SOURCE EXCERPT
☆ ☆ ☆ ☆ ☆
LRU Cache: Synergy of Hash Tables and Linked Lists

Hash tables and linked lists are two fundamental data structures commonly used in software development. While each has its distinct advantages, combining them often yields a data structure that leverages the strengths of both.

Contents

Understanding the Advantage and Disadvantage of Them
- Hash Tables
- Linked Lists
Benefits of Combining Hash Tables and Linked Lists
- Maintaining Data Order
- Facilitating Iteration
LRU Cache Elimination Algorithm
- Understanding LRU Cache Mechanism
- Implementation of LRU
LinkedHashMap in Java

Understanding the Advantage and Disadvantage of Them

Before delving into their combined use, let’s briefly recap what each data structure offers individually:

Hash Tables

Advantage:
- Provide average-case constant time complexity O(1) for lookups, insertions, and deletions. They achieve this by using a hash function to map keys directly to indices in an array where values are stored.
Disadvantage:
- The data in the hash table are stored irregularly (order cannot be guaranteed) by the hash function.

Linked Lists

Advantage:
- Linked Lists are sequential storage model that guarantees the order of data in lists, and the data need not be stored in continuous memory (unlike Arrays).
Disadvantage:
- Their sequential storage model, however, leads to O(n) time complexity for random access lookups.

From the above, it can be seen that:

When used together, hash tables and linked lists complement each other’s strengths and mitigate their weaknesses.

Benefits of Combining Hash Tables and Linked Lists

Here are the primary advantages of using them in combination:

Maintaining Data Order

Linked lists inherently maintain the order of elements. When combined with hash tables, this property can be used to preserve data insertion order.

For example, in an LRU cache implemented using a hash table for fast access and a linked list to maintain order, items are:
- Added to the hash table for O(1) access.
- Managed in a linked list to keep track of usage order, making it straightforward to remove the least recently used item when necessary.

Facilitating Iteration

While hash tables do not inherently support ordered iteration due to their nature of hashing, linked lists do. By linking entries together, you can iterate over items in a hash table efficiently, especially useful in applications requiring traversal of entries, such as maintaining a timestamp-ordered log of transactions.
☆ ☆ ☆ ☆ ☆
EXTRACTED RECORDS
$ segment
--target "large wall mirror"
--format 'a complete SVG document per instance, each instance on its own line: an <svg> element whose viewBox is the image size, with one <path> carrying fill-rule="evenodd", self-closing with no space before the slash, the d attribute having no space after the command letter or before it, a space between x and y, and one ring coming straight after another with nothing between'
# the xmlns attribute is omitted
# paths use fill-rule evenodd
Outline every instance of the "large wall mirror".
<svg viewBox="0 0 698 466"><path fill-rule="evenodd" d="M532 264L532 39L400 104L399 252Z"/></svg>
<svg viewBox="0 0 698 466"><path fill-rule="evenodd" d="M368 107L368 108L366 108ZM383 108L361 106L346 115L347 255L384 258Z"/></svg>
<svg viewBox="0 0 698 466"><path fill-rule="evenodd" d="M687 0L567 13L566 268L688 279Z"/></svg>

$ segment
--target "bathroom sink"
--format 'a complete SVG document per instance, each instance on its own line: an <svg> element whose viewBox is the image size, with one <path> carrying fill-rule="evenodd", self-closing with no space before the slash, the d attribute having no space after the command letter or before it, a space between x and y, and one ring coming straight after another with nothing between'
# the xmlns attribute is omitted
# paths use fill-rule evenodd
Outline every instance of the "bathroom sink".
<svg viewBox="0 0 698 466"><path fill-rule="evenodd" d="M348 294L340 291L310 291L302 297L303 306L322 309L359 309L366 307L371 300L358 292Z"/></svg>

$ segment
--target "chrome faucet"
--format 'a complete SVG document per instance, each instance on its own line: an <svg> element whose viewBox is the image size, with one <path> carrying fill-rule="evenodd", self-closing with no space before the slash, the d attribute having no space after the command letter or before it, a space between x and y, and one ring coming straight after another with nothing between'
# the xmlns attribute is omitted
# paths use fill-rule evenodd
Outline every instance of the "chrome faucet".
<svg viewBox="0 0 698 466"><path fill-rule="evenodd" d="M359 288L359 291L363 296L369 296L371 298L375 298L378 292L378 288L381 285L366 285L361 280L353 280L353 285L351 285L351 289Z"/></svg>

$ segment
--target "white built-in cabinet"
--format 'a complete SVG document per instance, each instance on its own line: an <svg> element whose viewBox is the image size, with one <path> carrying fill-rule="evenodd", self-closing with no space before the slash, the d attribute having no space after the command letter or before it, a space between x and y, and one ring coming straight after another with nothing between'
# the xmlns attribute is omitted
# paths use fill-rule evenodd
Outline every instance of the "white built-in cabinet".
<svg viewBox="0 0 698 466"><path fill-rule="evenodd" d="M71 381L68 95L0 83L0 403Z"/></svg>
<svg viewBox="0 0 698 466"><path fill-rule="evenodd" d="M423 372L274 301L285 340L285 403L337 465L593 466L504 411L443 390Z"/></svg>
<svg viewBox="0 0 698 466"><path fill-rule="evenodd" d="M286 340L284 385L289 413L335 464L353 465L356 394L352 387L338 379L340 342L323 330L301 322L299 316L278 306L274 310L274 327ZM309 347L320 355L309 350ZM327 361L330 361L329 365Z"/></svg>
☆ ☆ ☆ ☆ ☆
CHALLENGE
Continue the article on combining hash tables and linked lists for an LRU cache, starting right after its last sentence.

EXERCISE RESPONSE
LRU Cache Elimination Algorithm

A Least Recently Used (LRU) cache is a popular caching algorithm used to manage a set of data in memory that optimises the application’s speed by keeping the most recently accessed items ready for use and discarding the least recently used items when the memory is full.

I have previously discussed how to implement LRU with a linked list. But the time complexity of the LRU implemented using only linked lists is high (O(n)) because looking up the data requires traversing the linked list.

The following section explores how to implement an LRU using hash tables combined with linked lists, a method that offers efficient O(1) complexity for cache operations.

Understanding LRU Cache Mechanism

Primary operation of LRU cache:
- Accessing Data: When data is accessed, it becomes the most recently used (MRU) data. If the data is not in the cache (a cache miss), it is loaded into the cache from the source (e.g., disk).
  - When loading data to the cache, if the cache exceeds its capacity, the least recently used (LRU) data is identified and evicted to make space.
To efficiently implement the operation, the LRU cache algorithm requires:
- Fast access to data to check if it exists in the cache. We can use:
  - Hash Table: Provides O(1) complexity for lookups and deletions. Each key in the hash table will link to a node in a doubly linked list.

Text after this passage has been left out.